- TEXT BLOCK -
▬▬▬▬▬▬
Designers are on a mushroom mission to convert the clever little collections of organisms from a food source to a material fit for furniture.
Mushrooms have already been used as insulation for houses and transformed into bricks as an alternative building material.
In 2009, activist and author of The Blue Economy Gunter Pauli announced a project that cultivated mushrooms through coffee and agricultural waste.
The latest mushroom project has seen Philadelphia University students Merjan Tara Sisman and Brian McClellan create a prototype chair and pendant lights from the mycelium roots of mushrooms.
The industrial design students created the collection through their Living Room Project, which explored creating objects from living materials.
To create the collection, McClellan and Sisman first explored a series of materials and similar projects including the work of British fashion designer and founder of BioCouture, Suzanne Lee.
Lee is renowned for her research in biomaterials and bio manufacturing where she famously engineered bacteria (green tea, yeast and microbes) to create 'vegetable leather.'
McClellan and Sisman sourced prefabricated "bricks" of agricultural waste (wood chips, sawdust, and other stuff) inoculated with fast-growing oyster mushrooms from a California farm.
With the products contained, the duo kept the materials moist awaiting the growth of the mycelium until it was suitable to bend and mould into the required shapes.
Within a few short weeks, the moulds for both the chair and pendant were ready and baked to stop the material growing.
According to McClellan, while the pendant is durable, it was chosen as it would face minimal human contact throughout most of its lifespan.
The chair, meanwhile is designed for indoor use but would still require an organic coating before it can be used. Depending on the finish used, it could also be suitable for use outside.
In other fungus-based projects San Francisco-based artist and mycologist Philip Ross has made a name for himself by dedicating over 20 years to creating furniture and building materials from mushrooms.
Once cultivated and dried, Ross said his material could be stronger than concrete due to its ability to be water, mould and fire resistant.
Ross’ famous Mycotecture project saw bricks that were grown out of the medicinal Lingzhi mushroom (Gandoderma lucidum) formed to make an impressive arch. Ross is also planning to grow an entire building out of the material in the future.
▬▬▬▬▬▬
- INSTRUCTIONS TO FOLLOW -
In the text above on furniture made from mushrooms, what kind of mushrooms were the prefabricated agricultural waste bricks inoculated with?

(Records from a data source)
▬▬▬▬▬▬
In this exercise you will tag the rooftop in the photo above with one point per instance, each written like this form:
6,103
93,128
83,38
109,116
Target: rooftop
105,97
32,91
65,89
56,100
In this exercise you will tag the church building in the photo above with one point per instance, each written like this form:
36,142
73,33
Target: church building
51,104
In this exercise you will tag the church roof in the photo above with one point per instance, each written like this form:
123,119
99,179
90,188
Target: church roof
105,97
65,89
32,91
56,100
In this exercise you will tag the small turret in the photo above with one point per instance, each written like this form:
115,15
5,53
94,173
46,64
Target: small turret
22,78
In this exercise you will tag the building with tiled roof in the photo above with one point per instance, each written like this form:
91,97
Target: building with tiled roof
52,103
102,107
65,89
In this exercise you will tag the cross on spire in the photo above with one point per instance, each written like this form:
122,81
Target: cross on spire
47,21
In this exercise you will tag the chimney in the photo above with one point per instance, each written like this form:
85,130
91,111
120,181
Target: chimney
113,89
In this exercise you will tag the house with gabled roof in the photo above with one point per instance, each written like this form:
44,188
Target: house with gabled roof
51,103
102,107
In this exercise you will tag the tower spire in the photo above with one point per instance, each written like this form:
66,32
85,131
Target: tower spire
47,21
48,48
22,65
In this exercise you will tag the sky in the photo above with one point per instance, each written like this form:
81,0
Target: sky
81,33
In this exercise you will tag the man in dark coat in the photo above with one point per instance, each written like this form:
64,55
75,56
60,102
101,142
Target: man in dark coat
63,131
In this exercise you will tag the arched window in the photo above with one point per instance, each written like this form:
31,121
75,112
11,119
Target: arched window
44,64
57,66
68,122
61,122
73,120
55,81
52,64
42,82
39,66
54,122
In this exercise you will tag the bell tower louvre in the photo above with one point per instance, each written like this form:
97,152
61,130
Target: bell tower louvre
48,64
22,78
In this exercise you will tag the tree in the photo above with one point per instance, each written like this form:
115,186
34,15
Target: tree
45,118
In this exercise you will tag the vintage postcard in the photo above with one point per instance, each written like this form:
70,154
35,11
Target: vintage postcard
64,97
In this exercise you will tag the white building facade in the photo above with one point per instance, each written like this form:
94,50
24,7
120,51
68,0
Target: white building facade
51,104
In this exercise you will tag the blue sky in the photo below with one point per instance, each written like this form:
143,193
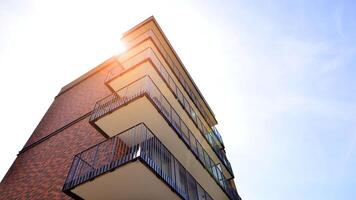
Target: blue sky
279,75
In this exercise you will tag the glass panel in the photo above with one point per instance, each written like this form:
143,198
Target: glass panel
185,133
175,120
208,197
200,153
193,143
180,97
201,192
192,189
180,178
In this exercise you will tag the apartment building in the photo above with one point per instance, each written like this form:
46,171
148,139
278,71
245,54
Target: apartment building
134,127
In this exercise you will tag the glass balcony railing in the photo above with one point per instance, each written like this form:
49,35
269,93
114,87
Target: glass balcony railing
137,142
146,87
212,135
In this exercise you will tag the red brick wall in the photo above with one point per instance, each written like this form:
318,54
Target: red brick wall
40,171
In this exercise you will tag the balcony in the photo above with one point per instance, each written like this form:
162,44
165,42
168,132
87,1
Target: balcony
211,135
127,106
126,166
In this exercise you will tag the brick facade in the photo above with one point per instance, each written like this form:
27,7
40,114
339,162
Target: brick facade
41,167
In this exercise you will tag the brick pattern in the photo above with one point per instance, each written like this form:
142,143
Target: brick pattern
40,172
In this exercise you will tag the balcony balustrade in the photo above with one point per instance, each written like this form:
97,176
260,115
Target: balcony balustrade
135,143
146,87
212,135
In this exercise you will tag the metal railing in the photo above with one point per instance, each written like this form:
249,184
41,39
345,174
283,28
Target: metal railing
145,86
212,135
137,142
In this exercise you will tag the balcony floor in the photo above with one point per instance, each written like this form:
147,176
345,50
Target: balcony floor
131,181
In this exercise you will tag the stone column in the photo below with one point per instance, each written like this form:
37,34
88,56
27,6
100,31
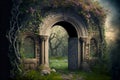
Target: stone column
44,49
83,41
73,53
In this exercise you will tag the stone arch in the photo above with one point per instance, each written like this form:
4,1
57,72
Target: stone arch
73,19
75,28
29,47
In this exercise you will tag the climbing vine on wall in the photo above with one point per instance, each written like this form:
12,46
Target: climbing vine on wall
27,16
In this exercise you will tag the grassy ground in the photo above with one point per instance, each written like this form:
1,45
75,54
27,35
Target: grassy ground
61,66
62,73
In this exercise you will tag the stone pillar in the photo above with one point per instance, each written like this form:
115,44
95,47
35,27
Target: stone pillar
44,49
83,41
73,53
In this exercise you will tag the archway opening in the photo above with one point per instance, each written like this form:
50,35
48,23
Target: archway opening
59,44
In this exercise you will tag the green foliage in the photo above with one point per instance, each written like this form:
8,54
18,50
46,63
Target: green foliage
35,75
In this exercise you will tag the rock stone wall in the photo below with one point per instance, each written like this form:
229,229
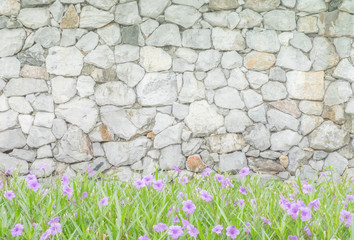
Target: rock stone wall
135,85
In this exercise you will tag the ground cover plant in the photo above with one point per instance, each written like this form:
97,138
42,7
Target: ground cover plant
211,206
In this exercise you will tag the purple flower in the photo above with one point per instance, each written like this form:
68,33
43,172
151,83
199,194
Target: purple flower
143,238
139,184
188,206
175,232
9,195
159,185
217,229
17,230
192,231
160,227
244,172
266,221
205,196
243,190
104,201
232,232
305,214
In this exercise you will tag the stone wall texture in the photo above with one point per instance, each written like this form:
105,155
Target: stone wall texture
129,86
▬▬▬▬▬▬
- ANSWER BOX -
Fast-growing oyster mushrooms.